SELECTED TEXT
-- -- --

Scikit-learn, the Iris Dataset, and Machine Learning: The Journey to a New Skill
I’m already familiar and relatively capable with Python, which you probably know if you read my last blog post, so now it’s time to get started with my machine learning journey with a special python module. Scikit-learn is a set of python modules for machine learning and data mining. I’ve been using Caleb Stultz lesson on Machine Learning for Apps to learn more about ML. Scikit-learn has data sets that can be used to practice and make use of machine learning, and per Caleb’s lesson I started with the iris data set.
The Iris flower data set or Fisher’s Iris data set is a multivariate data set introduced by the British statistician, eugenicist, and biologist Ronald Fisher in his 1936 paper The use of multiple measurements in taxonomic problems as an example of linear discriminant analysis. The data set consists of 50 samples from each of three species of Iris (Iris setosa, Iris virginica and Iris versicolor) with four features measured from each sample: the length and the width of the sepals and petals, in centimeters. Based on the combination of these four features, Fisher developed a linear discriminant model to distinguish the species from each other, which makes it useful for machine learning.

-- -- --

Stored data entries
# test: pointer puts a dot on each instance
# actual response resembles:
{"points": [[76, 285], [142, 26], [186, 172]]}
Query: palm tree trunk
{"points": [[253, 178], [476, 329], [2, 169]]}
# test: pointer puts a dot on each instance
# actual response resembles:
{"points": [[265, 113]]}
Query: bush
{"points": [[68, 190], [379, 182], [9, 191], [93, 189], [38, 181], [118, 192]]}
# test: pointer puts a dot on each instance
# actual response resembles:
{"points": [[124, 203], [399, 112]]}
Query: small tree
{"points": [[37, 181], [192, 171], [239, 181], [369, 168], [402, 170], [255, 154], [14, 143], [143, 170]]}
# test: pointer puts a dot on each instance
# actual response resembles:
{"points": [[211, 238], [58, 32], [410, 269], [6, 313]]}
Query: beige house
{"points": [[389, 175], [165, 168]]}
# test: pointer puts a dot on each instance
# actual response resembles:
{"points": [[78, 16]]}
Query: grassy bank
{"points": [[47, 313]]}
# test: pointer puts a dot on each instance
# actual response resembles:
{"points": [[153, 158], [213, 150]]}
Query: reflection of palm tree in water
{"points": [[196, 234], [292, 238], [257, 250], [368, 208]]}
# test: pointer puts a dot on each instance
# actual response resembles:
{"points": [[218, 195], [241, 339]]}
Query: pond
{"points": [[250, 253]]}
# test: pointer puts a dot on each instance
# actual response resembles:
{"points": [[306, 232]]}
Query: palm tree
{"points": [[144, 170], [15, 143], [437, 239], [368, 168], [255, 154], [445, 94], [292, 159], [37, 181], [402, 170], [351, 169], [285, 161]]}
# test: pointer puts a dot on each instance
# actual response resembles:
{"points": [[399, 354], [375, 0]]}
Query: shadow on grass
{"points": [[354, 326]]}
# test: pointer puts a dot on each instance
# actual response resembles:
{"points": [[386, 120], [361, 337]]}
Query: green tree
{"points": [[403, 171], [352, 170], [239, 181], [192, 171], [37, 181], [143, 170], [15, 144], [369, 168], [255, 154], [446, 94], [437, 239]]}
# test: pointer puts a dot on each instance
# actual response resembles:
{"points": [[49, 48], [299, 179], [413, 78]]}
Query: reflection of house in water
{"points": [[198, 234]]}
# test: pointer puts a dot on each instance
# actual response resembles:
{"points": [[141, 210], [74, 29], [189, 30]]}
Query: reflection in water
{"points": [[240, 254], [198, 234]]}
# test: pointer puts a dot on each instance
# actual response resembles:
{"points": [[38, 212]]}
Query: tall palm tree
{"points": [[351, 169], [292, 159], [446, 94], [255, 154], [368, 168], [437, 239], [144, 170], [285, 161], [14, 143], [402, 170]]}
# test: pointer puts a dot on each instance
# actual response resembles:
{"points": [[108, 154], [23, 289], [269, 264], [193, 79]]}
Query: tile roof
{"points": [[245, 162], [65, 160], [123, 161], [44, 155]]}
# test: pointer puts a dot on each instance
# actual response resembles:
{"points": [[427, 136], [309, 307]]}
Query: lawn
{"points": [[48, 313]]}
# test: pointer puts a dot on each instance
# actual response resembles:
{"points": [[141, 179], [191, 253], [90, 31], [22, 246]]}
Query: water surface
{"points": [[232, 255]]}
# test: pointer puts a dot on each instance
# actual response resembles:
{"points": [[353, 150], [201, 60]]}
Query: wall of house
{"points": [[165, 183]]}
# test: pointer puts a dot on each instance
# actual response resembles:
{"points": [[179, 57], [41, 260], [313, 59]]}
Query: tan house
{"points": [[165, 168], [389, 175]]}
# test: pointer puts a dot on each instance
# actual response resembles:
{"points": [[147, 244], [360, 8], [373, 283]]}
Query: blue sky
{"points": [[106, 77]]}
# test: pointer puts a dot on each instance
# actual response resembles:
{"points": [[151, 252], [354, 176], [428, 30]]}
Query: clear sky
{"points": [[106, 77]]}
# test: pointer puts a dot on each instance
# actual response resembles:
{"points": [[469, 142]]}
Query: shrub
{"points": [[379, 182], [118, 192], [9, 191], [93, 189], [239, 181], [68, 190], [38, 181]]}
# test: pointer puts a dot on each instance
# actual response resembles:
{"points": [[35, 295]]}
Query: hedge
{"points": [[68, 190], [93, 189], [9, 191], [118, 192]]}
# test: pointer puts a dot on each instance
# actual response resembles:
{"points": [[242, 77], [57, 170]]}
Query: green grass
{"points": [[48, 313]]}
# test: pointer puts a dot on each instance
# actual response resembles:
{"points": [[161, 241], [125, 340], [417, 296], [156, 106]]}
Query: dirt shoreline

-- -- --

WHAT YOU ARE ASKED TO DO
Continue the blog post about learning scikit-learn with the Iris data set, starting after its final sentence.

RESPONSE AREA
With machine learning, there’s essentially five major steps: get the data, prepare the data, train the model, test data, and improve. Since we’re using the iris data set from scikit-learn, we really only need to prepare the data. You must distinguish the features and label to prepare your data. The features are what you use in machine learning to determine the label of what you’re trying to teach your “machine” model, so the features in the iris example would be the length and width of the sepals and petals; while, the labels would be the three different types of Iris. Once I imported the dataset from scikit-learn, I separated it into features and labels. Scikit-learn’s model selection module has function that allows you to separate your data into training and test data. The function is conveniently named test_train_split. You can create variables for the training and test data then set it equal to test_train_split with a few arguments like below:
I’m setting the test size to 50%, so half the data is being used for testing and training. With the data properly prepped, I can use a classifier to help to determine what’s what of the data set aside for testing. We used KNeighborsClassifier, from scikit-learn neighbors, which plots the data and compares the data point’s label to its nearest neighbors.
The label that appears near the data point the most will determine its label. Before that we must use a function from KNeighborsClassifier to fit our training data. Once the data is fit, you can then start testing your data using a predict function on the features test data.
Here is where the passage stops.